CALLOUSED CONSCIENCES

The Limited Challenge to Child Labor

by Vijay Prashad

Dollars and Sense magazine Sept/Oct 1999

 

On June 16, President Clinton stood before the International Labor Organization (ILO) in Geneva and declared that "we must wipe from the Earth the most vicious forms of abusive child labor. We must not a human face on the global economy, giving working people everywhere a stake in its success."

Two days later, the ILO finalized a new convention on the "worst forms of child labor," one that the U.S. President promised to guide through Congress. The convention targets, not all 250 million child laborers (under the age of 15) worldwide, but "all forms of slavery [of children], forced or compulsory labor, debt bondage and serfdom," child prostitution, and the use of children in the drug trade.

Clinton's qualified statement against the worst forms of child labor sounds like a coded way of telling us the United States is not opposed to the practice per se, but only to the "worst forms" targeted in this convention by the ILO. He promises not abolition, but amelioration.

Yet it is not at all clear that the policies of the U.S. government, taken as a whole, will deliver even that. In June, Clinton signed an executive order preventing the U.S. government from purchasing goods made by the "worst forms" of child labor -but then exempted goods from Mexico and countries that are members of the World Trade Organization.

■ **GIVEN PROBLEM**:
Answer these questions using the article on child labor above.
(a) Where was Clinton when he addressed the International Labor Organization on June 16?
(b) How many child laborers under the age of 15 does the article say there are worldwide?
(c) Goods from which places were exempted from Clinton's executive order?

■ **DATASET EXTRACT**:
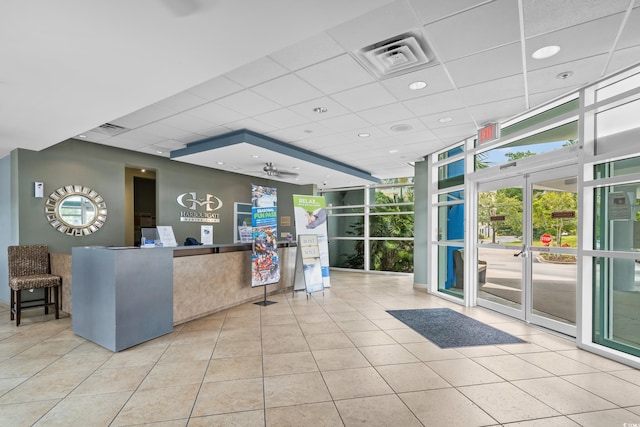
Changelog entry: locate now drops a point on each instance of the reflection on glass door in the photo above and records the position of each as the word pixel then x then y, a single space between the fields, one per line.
pixel 527 247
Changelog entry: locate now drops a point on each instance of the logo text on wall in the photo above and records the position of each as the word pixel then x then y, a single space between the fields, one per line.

■ **ANSWER BELOW**:
(a) Geneva
(b) 250 million
(c) Mexico and countries that are members of the World Trade Organization